- _REQUIREMENT_
Write out the whole listing word for word.

□ □ □ □ □

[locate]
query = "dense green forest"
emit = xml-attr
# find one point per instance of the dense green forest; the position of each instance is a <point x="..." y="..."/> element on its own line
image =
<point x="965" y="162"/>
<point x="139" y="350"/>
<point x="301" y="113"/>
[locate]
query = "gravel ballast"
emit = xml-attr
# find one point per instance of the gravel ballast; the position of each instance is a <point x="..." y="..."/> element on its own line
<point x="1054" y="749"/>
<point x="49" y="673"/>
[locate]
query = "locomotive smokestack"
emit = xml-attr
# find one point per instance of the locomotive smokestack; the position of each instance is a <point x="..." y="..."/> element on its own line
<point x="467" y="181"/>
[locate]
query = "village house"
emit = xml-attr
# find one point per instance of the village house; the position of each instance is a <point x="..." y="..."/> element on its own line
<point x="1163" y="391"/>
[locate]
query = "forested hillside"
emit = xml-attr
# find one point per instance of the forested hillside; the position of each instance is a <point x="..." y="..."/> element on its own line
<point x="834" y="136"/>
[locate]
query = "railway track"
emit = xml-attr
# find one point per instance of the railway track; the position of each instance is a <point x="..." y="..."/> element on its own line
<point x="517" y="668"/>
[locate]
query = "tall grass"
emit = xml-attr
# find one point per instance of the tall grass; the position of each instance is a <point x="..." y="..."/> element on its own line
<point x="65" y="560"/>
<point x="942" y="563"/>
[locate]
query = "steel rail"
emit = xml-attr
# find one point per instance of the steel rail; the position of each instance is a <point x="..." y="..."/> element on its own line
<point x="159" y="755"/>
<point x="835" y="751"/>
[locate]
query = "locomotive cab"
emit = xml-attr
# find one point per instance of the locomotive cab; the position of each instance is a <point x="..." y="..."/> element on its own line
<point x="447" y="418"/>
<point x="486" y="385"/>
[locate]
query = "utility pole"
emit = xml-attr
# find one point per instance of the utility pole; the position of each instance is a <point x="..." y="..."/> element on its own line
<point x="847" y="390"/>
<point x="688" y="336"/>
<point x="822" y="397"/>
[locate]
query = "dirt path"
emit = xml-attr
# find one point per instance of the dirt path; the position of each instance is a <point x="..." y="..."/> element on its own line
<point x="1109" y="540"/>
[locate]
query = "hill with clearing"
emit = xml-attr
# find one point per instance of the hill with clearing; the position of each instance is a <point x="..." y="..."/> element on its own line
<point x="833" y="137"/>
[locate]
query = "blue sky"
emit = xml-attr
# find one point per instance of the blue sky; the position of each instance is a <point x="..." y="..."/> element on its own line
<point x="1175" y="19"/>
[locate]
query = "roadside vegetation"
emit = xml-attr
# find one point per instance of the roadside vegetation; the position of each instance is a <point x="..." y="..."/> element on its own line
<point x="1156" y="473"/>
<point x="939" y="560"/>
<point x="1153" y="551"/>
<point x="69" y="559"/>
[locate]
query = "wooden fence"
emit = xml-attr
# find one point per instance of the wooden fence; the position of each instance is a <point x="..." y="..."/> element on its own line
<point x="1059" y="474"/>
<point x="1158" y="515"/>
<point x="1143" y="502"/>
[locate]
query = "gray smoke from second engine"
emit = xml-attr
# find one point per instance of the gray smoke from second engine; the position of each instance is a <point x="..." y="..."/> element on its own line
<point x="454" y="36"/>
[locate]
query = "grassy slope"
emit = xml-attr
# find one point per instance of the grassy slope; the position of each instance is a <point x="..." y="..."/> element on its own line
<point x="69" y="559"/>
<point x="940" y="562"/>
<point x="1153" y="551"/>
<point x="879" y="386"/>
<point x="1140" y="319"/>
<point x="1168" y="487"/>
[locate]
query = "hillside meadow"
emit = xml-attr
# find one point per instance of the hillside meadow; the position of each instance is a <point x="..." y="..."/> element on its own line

□ □ □ □ □

- _TASK RESULT_
[locate]
query = "dense green forest"
emit = xml-attr
# find one point per instance of the dense green forest; the position of each instance is a <point x="..." y="..."/> element on its own line
image =
<point x="965" y="162"/>
<point x="139" y="350"/>
<point x="301" y="113"/>
[locate]
query = "gravel ballast"
emit = xml-attr
# find one point per instance of the gravel ballast; the position of each instance is a <point x="..." y="..."/> element on its own line
<point x="1054" y="749"/>
<point x="49" y="673"/>
[locate]
query = "locomotive smokestack"
emit = xml-attr
# find one point per instance of the locomotive smokestack; the position of each instance is a <point x="..." y="..."/> element on its own line
<point x="467" y="181"/>
[locate]
query = "village house"
emit = xml-attr
# find one point per instance of the village house; the position of each instance is a <point x="..." y="..."/> element on its own line
<point x="1163" y="391"/>
[locate]
query = "forested hillside"
emit = xml-attr
# find one point per instance of the forested hillside; the position of each instance is a <point x="..." y="..."/> element on its own line
<point x="834" y="136"/>
[locate]
query = "railway track"
emit = xml-attr
# find one point per instance of the railway track; the position of each instance is a <point x="..." y="..."/> element on its own line
<point x="517" y="668"/>
[locate]
query = "tall grass"
emit = xml-attr
# find one point per instance of the tall grass; the position of each instance is a <point x="..." y="..."/> element on its own line
<point x="65" y="560"/>
<point x="942" y="563"/>
[locate]
query = "steel rail"
emit = xml-attr
# find one point per instance of the steel rail; the position of each instance is a <point x="..." y="..."/> element on its own line
<point x="159" y="755"/>
<point x="835" y="751"/>
[locate]
query = "locomotive cab"
emit = xml-attr
# find one point per instance of the locomotive cab; the position of each instance is a <point x="..." y="..."/> element on its own line
<point x="447" y="418"/>
<point x="486" y="385"/>
[locate]
query = "utility pole"
emit = xml-attr
# find one point per instance of the utility pole; the position of each instance is a <point x="..." y="..."/> element on its own line
<point x="847" y="390"/>
<point x="688" y="336"/>
<point x="822" y="397"/>
[locate]
query = "dirt path"
emit = xml-attr
# find one point per instance of the dirt path; the position of each instance is a <point x="..." y="..."/> element on its own line
<point x="1109" y="540"/>
[locate]
query = "hill with clearing"
emit = xml-attr
# find one point per instance of the hill with clearing; the position of each instance is a <point x="..." y="..."/> element on its own line
<point x="833" y="137"/>
[locate]
query = "blue sky"
emit = xml-attr
# find one point per instance of the blue sky; the position of each instance is a <point x="..." y="..."/> element on its own line
<point x="1175" y="19"/>
[locate]
query = "roadside vegetation"
emit = xml-attr
# find one point per instance of the roadside vegetation; the position of each instance is a <point x="..." y="..."/> element on its own line
<point x="1156" y="473"/>
<point x="939" y="560"/>
<point x="1153" y="551"/>
<point x="69" y="559"/>
[locate]
query = "wooden fence"
emit = xml-attr
# find one point per instance of the wooden fence; the position of each instance is a <point x="..." y="..."/> element on its own line
<point x="1059" y="474"/>
<point x="1158" y="515"/>
<point x="1143" y="502"/>
[locate]
query = "gray smoke from second engine"
emit = xml-attr
# find one point per instance of the gray smoke from second engine; the position of each instance is a <point x="..." y="..."/> element on its own line
<point x="454" y="36"/>
[locate]
query = "grassy slope"
emit = xml-attr
# find one point per instance of the grassy slope; the position of each instance is a <point x="..." y="..."/> element on its own line
<point x="69" y="559"/>
<point x="940" y="562"/>
<point x="1153" y="551"/>
<point x="879" y="386"/>
<point x="1140" y="319"/>
<point x="1168" y="487"/>
[locate]
query = "hillside meadow"
emit = xml-attr
# find one point per instance of the hillside meadow; the position of each instance is a <point x="..." y="..."/> element on its own line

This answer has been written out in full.